- [TAREFAS A REALIZAR]
(1) No excerto sobre a fuga de Vale de Judeus, de que forma era paga a renda das várias casas arrendadas?
(2) Prossiga o excerto sobre a fuga de Vale de Judeus a partir da última frase apresentada.

- [EXCERTO]
▬▬▬▬▬▬▬▬▬▬

Não davam passos em falso: submeteram-se a intervenções cirúrgicas, usavam nomes e documentos falsos, trocaram amiúde de número de telefone, falavam por código, pagavam a renda a tempo nas várias casas que arrendavam ao mesmo tempo e mantinham vidas pacatas, sem luxos​. Mas sobrava-lhes tempo para manterem por cá a vida criminosa de sempre — até mesmo depois de estar preso no Estabelecimento Prisional de Vale de Judeus, de onde fugiu este sábado juntamente com outros quatro reclusos.

▬▬▬▬▬▬▬▬▬▬

- [DADOS ARMAZENADOS]
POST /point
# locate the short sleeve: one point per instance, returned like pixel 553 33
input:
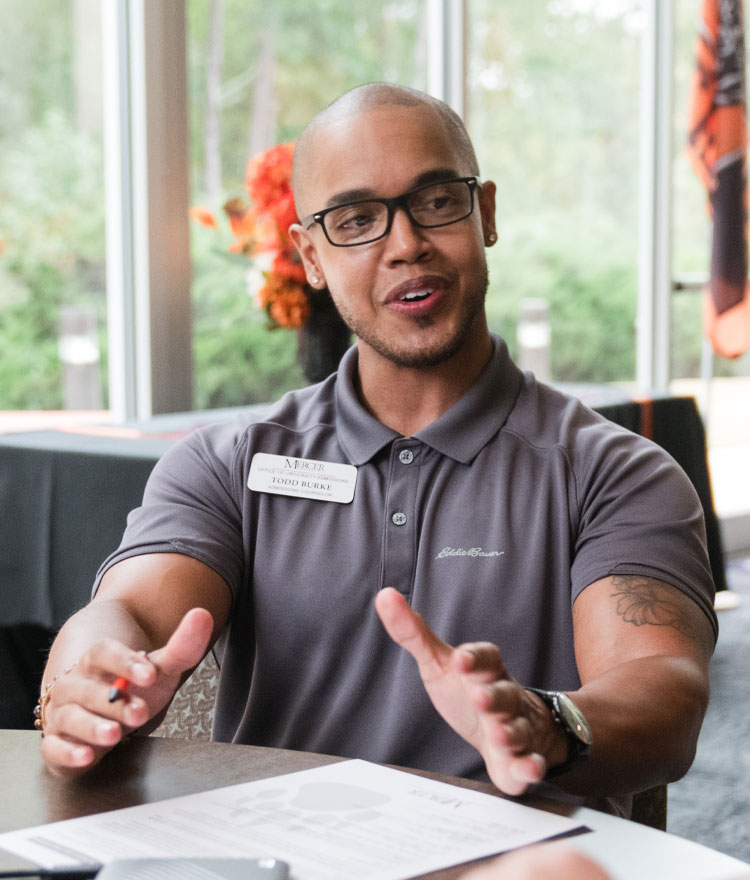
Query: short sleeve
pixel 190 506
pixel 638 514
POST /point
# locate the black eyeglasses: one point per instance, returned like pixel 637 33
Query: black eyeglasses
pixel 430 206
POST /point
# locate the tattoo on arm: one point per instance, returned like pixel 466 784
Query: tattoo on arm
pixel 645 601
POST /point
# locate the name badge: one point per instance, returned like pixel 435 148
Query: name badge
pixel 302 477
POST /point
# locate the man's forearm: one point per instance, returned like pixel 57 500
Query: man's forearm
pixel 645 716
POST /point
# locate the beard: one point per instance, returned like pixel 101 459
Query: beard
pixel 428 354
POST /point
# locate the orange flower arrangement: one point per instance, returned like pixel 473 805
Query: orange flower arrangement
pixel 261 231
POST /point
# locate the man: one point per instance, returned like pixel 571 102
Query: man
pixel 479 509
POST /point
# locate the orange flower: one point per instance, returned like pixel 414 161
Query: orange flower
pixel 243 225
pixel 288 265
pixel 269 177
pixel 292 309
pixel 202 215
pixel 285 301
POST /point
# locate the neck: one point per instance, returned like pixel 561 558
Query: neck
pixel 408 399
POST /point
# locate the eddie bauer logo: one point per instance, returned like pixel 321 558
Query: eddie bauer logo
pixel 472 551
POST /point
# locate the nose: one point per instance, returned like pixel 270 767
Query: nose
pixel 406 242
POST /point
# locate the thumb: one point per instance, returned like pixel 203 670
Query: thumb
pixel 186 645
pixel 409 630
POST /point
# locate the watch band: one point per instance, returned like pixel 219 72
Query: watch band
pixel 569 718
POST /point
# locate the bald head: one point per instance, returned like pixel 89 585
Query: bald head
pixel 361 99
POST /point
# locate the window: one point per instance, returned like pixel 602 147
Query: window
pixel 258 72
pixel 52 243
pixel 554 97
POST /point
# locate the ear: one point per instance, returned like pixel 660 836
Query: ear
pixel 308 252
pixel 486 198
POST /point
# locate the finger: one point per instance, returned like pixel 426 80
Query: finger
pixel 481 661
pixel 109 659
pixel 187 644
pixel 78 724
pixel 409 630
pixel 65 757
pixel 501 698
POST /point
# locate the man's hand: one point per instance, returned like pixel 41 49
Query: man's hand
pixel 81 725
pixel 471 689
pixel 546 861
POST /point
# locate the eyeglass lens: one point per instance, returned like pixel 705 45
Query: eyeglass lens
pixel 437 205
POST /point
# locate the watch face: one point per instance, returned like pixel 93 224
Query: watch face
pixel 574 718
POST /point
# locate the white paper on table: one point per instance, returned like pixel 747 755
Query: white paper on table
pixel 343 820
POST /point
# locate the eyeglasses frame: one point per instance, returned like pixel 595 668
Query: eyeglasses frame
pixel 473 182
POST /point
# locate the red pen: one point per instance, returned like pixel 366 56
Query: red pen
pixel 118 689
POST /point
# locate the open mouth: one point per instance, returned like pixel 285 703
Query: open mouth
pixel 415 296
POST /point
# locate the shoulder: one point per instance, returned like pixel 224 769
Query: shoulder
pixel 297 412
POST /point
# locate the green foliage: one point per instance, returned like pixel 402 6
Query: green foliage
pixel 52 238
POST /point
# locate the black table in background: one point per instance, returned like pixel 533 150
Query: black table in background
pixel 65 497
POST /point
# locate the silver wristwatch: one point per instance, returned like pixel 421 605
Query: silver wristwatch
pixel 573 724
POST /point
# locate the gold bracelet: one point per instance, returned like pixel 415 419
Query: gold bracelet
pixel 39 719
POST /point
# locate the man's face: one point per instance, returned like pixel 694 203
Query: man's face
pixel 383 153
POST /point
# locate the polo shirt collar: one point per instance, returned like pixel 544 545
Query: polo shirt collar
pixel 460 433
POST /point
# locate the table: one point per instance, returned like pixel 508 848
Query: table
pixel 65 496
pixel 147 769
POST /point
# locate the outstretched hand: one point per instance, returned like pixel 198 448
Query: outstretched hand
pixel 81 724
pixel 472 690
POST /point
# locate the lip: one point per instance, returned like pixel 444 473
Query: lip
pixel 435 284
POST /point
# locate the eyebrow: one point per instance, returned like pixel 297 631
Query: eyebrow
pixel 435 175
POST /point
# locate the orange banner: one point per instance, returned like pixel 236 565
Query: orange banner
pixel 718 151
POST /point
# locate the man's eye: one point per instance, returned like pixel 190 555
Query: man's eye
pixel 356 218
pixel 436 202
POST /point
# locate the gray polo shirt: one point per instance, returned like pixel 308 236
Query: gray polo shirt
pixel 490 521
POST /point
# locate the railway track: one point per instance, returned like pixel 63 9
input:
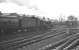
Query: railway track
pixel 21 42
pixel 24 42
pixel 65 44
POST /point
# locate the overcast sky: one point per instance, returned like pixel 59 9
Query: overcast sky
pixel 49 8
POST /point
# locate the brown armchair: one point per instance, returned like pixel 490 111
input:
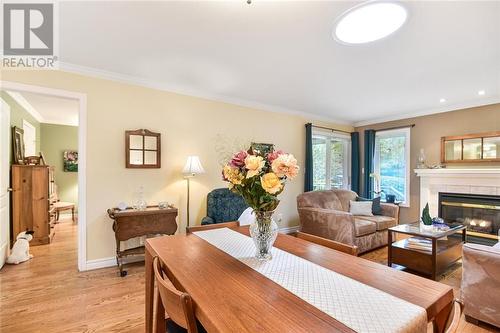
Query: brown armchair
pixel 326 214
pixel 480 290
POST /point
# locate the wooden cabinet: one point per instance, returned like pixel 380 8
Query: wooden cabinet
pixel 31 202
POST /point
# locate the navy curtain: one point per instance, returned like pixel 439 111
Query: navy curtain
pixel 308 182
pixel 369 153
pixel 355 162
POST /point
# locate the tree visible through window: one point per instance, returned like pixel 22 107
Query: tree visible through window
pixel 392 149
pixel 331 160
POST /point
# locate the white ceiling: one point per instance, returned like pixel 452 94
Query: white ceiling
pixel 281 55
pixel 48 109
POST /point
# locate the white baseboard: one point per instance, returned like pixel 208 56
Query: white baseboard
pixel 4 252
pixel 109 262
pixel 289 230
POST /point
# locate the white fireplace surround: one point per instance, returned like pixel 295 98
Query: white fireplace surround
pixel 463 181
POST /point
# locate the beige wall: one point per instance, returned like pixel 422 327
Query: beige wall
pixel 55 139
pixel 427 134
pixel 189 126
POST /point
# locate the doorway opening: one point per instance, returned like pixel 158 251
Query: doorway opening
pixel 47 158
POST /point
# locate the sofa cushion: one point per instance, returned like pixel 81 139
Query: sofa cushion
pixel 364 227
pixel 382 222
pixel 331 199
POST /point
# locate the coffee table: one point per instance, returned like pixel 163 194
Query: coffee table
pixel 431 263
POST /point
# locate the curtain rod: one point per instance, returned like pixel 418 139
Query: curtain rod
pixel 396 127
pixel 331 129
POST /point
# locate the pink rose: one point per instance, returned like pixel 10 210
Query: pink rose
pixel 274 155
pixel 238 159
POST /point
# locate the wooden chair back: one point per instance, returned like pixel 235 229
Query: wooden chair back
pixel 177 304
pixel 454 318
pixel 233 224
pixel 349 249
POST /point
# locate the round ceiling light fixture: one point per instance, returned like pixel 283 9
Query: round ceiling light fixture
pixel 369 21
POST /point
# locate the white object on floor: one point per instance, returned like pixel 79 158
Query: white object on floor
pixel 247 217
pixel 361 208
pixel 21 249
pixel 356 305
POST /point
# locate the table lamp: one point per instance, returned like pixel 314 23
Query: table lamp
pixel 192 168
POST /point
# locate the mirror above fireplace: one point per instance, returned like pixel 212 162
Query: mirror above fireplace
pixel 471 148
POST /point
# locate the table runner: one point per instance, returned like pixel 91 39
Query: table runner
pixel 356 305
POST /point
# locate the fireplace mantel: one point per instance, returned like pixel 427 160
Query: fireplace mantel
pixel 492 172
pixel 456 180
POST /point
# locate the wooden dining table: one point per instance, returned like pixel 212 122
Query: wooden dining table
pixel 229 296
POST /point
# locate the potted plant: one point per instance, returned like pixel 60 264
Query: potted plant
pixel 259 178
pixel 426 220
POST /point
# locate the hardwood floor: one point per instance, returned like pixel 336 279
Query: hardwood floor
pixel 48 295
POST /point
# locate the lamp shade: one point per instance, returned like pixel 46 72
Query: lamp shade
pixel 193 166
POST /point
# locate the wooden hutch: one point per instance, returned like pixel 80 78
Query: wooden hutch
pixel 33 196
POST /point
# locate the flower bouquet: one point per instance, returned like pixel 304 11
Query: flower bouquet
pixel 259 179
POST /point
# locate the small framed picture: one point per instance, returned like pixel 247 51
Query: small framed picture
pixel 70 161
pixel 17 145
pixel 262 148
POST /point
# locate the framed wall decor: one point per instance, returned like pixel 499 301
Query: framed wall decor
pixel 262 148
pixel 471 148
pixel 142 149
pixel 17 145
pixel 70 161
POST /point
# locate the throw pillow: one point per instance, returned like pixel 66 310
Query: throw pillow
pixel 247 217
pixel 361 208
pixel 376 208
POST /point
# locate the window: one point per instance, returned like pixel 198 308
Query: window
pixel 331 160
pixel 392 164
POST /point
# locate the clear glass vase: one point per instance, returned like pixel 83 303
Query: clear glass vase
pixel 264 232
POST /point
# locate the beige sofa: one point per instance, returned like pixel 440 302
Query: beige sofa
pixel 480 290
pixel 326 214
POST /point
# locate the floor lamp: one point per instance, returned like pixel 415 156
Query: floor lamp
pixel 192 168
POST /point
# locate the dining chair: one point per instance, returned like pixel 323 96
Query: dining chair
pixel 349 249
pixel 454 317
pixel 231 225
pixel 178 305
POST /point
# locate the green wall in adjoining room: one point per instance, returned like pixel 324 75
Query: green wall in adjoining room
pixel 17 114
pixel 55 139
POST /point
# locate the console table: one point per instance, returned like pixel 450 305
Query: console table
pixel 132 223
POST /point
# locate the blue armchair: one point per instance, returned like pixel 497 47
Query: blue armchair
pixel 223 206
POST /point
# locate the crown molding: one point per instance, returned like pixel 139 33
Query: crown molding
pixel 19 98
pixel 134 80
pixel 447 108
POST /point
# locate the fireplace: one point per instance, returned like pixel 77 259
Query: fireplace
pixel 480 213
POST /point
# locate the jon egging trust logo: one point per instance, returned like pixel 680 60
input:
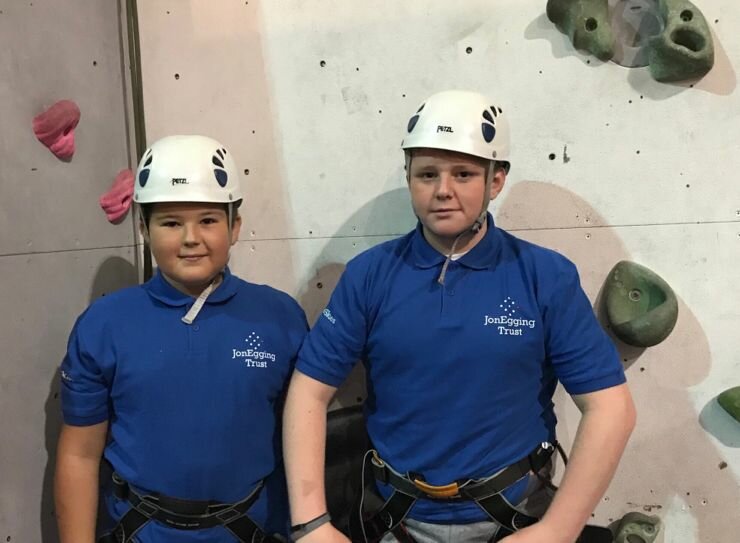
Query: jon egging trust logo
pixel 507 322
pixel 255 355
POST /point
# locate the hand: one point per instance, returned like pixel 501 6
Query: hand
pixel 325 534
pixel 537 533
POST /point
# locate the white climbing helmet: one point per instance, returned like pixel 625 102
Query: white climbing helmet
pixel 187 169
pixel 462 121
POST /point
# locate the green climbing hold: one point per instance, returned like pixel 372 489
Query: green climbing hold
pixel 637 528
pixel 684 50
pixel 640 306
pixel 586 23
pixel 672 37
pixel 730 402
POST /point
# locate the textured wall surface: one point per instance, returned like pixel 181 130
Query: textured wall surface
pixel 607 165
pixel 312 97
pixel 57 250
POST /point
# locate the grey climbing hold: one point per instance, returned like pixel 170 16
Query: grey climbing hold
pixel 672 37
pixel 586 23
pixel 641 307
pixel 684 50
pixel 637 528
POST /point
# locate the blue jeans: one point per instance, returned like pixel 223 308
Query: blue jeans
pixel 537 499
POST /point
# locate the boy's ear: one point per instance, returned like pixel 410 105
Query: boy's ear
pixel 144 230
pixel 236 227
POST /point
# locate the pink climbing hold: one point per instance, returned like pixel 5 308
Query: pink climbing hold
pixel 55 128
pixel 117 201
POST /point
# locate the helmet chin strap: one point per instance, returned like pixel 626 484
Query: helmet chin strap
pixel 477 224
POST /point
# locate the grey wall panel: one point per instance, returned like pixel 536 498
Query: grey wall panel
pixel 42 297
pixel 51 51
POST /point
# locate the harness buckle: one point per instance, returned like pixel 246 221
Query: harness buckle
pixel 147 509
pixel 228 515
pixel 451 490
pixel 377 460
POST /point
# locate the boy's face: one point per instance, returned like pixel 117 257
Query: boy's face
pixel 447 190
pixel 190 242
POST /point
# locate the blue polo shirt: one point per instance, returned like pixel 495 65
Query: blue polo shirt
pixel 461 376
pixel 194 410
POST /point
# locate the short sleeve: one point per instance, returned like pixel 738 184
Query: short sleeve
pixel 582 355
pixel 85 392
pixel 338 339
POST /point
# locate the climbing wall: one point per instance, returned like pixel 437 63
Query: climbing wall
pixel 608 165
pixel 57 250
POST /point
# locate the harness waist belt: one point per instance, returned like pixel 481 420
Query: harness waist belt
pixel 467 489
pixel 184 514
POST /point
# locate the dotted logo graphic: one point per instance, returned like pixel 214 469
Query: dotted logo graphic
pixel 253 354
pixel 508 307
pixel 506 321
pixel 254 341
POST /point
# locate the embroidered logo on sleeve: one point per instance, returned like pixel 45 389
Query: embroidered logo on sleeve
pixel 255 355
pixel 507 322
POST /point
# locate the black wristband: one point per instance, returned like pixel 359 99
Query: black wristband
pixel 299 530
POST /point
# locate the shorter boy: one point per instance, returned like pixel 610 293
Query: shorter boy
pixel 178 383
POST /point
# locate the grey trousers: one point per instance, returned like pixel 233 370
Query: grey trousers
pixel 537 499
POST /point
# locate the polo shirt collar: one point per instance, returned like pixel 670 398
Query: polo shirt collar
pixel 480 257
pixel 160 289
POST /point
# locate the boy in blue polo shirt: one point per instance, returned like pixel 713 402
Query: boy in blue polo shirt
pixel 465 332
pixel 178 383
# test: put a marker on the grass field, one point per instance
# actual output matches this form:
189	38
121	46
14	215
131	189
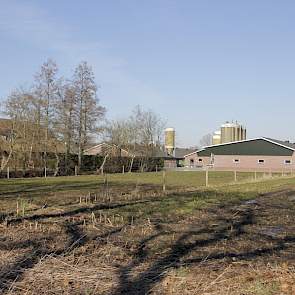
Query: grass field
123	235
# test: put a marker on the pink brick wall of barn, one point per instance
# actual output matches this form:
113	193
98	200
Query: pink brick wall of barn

▬▬▬▬▬▬▬▬▬▬

- [RESPOSTAS ÀS TAREFAS]
(1) A renda era paga a tempo.

(2)
Isso mesmo foi o que o PÚBLICO contou entre 2017 e 2018. Rodolf José Lohrmann fixou-se em Portugal em 2014. Parecia invisível às autoridades, mas estava em todo o lado: o mesmo homem que fazia companhia a uma vizinha idosa, visitando-a todas as tardes, também era o cérebro por detrás de intricados planos de assalto a bancos que duravam meros segundos e renderam, naqueles dois anos até 2016, pelo menos 235 mil euros. Só avançava depois de os cúmplices estudarem durante um mês as rotinas das sucursais que seriam atacadas. Não costumava recorrer à violência, mas chegou a esbofetear uma mulher grávida, ameaçando-a de morte, durante um assalto em Cascais.

Em Novembro de 2016, a Polícia Judiciária deteve Rodolf José Lohrmann e o cúmplice na iminência de um assalto, igual a tantos outros, a uma carrinha de transporte de valores. Só um mês depois, quando contactaram as polícias latino-americanas, é que as autoridades portuguesas perceberam quem tinha capturado: eram dois dos homens mais perigosos e mais procurados da Argentina, Paraguai, Uruguai e Brasil, suspeitos de crimes tão graves como sequestros e homicídios. Rodolf José Lohrmann e José Maidana ficaram detidos na cadeia de alta segurança de Monsanto, de onde o último chegou a tentar fugir sem sucesso.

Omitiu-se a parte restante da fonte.